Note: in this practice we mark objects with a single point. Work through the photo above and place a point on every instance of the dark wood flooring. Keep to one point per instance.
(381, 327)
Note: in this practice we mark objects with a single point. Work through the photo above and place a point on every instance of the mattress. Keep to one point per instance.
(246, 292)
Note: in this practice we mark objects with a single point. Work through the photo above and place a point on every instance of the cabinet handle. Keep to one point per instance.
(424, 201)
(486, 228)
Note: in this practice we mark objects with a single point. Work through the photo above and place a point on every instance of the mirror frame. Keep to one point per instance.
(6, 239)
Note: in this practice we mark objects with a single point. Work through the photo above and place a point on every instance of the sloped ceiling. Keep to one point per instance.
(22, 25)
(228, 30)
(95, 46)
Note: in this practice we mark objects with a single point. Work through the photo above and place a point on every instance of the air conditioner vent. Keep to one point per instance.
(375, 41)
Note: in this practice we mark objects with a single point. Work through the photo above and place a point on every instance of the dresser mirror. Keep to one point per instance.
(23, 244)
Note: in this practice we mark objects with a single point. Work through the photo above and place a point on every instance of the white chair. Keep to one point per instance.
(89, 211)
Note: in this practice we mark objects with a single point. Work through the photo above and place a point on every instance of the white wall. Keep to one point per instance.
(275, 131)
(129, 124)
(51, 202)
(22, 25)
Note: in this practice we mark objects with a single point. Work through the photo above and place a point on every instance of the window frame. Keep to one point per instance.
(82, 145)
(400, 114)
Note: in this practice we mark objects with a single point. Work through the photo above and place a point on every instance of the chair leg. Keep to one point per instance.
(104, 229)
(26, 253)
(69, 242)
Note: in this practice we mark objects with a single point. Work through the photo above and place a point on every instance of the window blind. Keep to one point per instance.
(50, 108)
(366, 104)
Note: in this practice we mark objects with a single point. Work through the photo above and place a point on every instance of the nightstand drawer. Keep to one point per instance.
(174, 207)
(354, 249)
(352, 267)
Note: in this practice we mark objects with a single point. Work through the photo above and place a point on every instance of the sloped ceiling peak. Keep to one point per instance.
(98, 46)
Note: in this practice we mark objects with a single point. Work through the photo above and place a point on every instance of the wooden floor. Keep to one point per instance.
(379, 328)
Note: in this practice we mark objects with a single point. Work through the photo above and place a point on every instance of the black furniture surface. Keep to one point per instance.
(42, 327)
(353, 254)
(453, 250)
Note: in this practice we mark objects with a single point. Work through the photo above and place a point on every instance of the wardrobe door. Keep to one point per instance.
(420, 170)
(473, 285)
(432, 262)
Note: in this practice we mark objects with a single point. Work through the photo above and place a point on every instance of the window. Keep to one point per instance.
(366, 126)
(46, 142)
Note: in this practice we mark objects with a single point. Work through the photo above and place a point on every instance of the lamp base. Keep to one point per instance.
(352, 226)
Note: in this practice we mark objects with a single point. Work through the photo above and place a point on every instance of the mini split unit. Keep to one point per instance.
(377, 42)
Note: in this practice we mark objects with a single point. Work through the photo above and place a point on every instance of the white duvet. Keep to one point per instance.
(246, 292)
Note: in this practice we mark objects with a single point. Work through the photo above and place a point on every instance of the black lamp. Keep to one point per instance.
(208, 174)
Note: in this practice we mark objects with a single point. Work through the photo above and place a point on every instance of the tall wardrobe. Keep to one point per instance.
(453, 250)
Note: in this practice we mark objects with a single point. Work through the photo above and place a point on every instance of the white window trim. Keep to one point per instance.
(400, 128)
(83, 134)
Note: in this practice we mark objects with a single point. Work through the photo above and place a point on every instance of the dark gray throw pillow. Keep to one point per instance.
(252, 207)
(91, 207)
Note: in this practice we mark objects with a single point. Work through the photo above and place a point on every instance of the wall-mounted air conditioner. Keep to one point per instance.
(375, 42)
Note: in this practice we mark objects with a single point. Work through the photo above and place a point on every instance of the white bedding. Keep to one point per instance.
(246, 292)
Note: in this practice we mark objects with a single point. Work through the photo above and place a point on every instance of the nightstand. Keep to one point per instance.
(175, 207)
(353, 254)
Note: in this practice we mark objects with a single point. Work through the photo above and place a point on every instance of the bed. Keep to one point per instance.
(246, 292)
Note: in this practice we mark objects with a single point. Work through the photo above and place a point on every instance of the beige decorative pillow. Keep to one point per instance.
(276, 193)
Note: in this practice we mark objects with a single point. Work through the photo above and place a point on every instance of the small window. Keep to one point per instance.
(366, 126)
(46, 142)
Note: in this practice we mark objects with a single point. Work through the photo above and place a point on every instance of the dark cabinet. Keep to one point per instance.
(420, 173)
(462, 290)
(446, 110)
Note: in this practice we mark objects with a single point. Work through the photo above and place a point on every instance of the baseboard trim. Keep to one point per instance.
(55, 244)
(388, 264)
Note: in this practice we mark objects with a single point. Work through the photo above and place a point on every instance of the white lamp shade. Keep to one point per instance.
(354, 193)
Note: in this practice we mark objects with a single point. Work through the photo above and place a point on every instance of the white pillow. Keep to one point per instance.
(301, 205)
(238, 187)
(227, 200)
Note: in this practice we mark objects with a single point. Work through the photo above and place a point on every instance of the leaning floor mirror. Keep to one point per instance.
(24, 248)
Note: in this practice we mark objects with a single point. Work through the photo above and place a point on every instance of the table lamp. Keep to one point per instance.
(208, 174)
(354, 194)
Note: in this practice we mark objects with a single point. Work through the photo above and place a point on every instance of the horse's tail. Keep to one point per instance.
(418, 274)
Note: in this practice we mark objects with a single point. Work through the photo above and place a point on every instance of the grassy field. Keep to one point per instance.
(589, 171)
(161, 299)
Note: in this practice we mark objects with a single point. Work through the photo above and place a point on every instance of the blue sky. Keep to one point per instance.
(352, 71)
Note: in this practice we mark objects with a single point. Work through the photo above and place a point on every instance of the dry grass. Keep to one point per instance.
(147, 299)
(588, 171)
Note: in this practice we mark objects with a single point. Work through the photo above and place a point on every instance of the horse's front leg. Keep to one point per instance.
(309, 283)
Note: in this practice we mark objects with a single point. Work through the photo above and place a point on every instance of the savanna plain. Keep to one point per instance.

------------------------

▶ TASK TO CARRY OUT: Set down every line of the listing above again, word for word and in the same order.

▶ COMPLETE OUTPUT:
Note: in this practice we mark objects with a single point. Work through the photo above and place a point on every instance of the dark wood flooring. Keep to one point per instance.
(381, 327)
Note: in this practice we mark objects with a single point. Work through the photo above and place a point on every instance of the mattress. Keep to one point per instance.
(246, 292)
Note: in this practice we mark objects with a single point. Work through the photo above and place a point on every instance of the cabinet handle. Keep to one point per instance.
(424, 201)
(486, 228)
Note: in this practice we mark objects with a single point. Work through the photo above and place a point on every instance of the mirror frame. Keep to one point per instance.
(6, 239)
Note: in this practice we mark objects with a single point. Work through the photo above and place a point on every instance of the sloped ceiling. Keep to one point per instance.
(22, 25)
(228, 30)
(95, 46)
Note: in this practice we mark objects with a single point. Work through the photo above and place a point on every instance of the air conditioner vent. Keep to one point per instance.
(375, 41)
Note: in this practice we mark objects with a single point. Work through the photo above and place a point on every instance of the dresser mirror. Keep to one point per instance.
(23, 244)
Note: in this practice we mark objects with a single point. Work through the photo above and place a point on every instance of the white chair. Keep to one point per instance.
(89, 211)
Note: in this practice we mark objects with a single point. Work through the photo above and place a point on every instance of the white wall. Keep to one point per instance.
(275, 131)
(129, 124)
(51, 202)
(22, 25)
Note: in this practice we mark objects with a single point. Work through the photo above and place a point on every instance of the window frame. Keep to one point per instance.
(82, 145)
(400, 114)
Note: in this practice we mark objects with a single point. Work through the photo above and place a point on every instance of the chair leg. Keep to one point per instance.
(104, 229)
(26, 253)
(69, 242)
Note: in this practice we mark objects with a single point. Work through the photo above and place a point on every instance of the window blind. Keep to one point per instance.
(50, 108)
(366, 104)
Note: in this practice we mark objects with a single point. Work through the photo above and place a point on every instance of the nightstand drawer. Keep to one point per instance.
(174, 207)
(354, 249)
(352, 267)
Note: in this practice we mark objects with a single point. Work through the photo above and place a point on every instance of the sloped ceiling peak. Keep to one point per instance.
(98, 46)
Note: in this practice we mark objects with a single point. Work through the photo above and place a point on every instance of the wooden floor. Keep to one point per instance.
(379, 328)
Note: in this practice we mark objects with a single point. Work through the photo above and place a point on every instance of the black furniture surface. Keep to one point per instance.
(42, 327)
(353, 254)
(453, 250)
Note: in this practice we mark objects with a single point. Work through the photo above and place a point on every instance of the wardrobe door. Keep to one point per instance.
(420, 170)
(473, 285)
(432, 262)
Note: in this practice we mark objects with a single point. Work through the photo above and place a point on every instance of the window. Keep to one point per instance.
(366, 126)
(46, 142)
Note: in this practice we mark objects with a single point. Work through the photo above and place a point on every instance of the lamp base. Keep to one point per instance.
(352, 226)
Note: in this practice we mark objects with a single point. Work through the photo above and place a point on every instance of the mini split unit. Keep to one point per instance.
(377, 42)
Note: in this practice we mark objects with a single point. Work through the photo above and place a point on every instance of the white duvet. Keep to one point per instance.
(246, 292)
Note: in this practice we mark objects with a single point. Work through the photo above and place a point on every instance of the black lamp. Keep to one point per instance.
(208, 174)
Note: in this practice we mark objects with a single point. Work through the photo above and place a point on every instance of the tall wardrobe. Keep to one point per instance.
(453, 250)
Note: in this practice we mark objects with a single point. Work through the photo above and place a point on every instance of the white window trim. Keep to one point per instance.
(400, 128)
(83, 134)
Note: in this practice we mark objects with a single point. Work through the photo above and place a point on every instance of the dark gray throw pillow. Keep to one point per instance.
(252, 207)
(91, 207)
Note: in this practice we mark objects with a single point. Work through the photo above and place a point on every instance of the wall-mounted air conditioner. Keep to one point per instance.
(375, 42)
Note: in this practice we mark objects with a single point. Work through the photo above and place a point on every instance of the white bedding. Keep to one point per instance.
(246, 292)
Note: in this practice we mark objects with a single point. Work through the photo above and place a point on every instance of the nightstand. Keep to one point per instance.
(175, 207)
(353, 254)
Note: in this practice we mark objects with a single point. Work through the photo above and place a point on every instance of the bed. Keep to one point per instance.
(246, 292)
Note: in this practice we mark objects with a single point. Work through the photo above and place a point on every instance of the beige decorative pillow. Keep to one point per instance.
(276, 193)
Note: in this practice we mark objects with a single point. Work through the photo above and place a point on every instance of the small window. Keep to one point per instance.
(366, 126)
(46, 142)
Note: in this practice we mark objects with a single point. Work through the photo above and place a point on every instance of the dark cabinet. Keep to one point per instance.
(420, 173)
(462, 290)
(446, 110)
Note: in this practice we mark objects with a single point. Work through the photo above and place a point on every instance of the baseboard trim. Keep to one point per instance.
(55, 244)
(388, 264)
Note: in this practice we mark objects with a single point. Work through the photo above and place a point on every instance of the white lamp shade. Keep to one point per instance.
(354, 193)
Note: in this practice we mark objects with a single point. Work through the photo above and place a point on every instance of the white pillow. Keep to one point per instance.
(301, 205)
(238, 187)
(227, 200)
Note: in this practice we mark objects with a single point. Work through the photo above and place a point on every instance of the leaning floor mirror. Keep to one point per instance.
(24, 248)
Note: in this practice we mark objects with a single point. Work through the photo above and place a point on every instance of the table lamp. Keep to one point per instance.
(208, 174)
(354, 194)
Note: in this practice we mark objects with a single point. Work through the photo above and place a point on every instance of the horse's tail. Keep to one point per instance.
(418, 274)
Note: in this practice we mark objects with a single point. Work through the photo above and place a point on every instance of the grassy field. Keep to one point per instance.
(589, 171)
(161, 299)
Note: in this practice we mark objects with a single point. Work through the photo above and place a point on every instance of the blue sky. Keep to one point per instance.
(352, 71)
Note: in this practice we mark objects with a single point. Work through the photo above and place a point on every instance of the dry grass. Keep to one point per instance.
(147, 299)
(588, 171)
Note: in this practice we mark objects with a single point. Work through the photo above and place a point on every instance of the horse's front leg. Keep to one point per instance.
(309, 283)
Note: in this practice we mark objects with a single point. Work through the photo above and place a point on every instance of the savanna plain. Keep to one point per instance.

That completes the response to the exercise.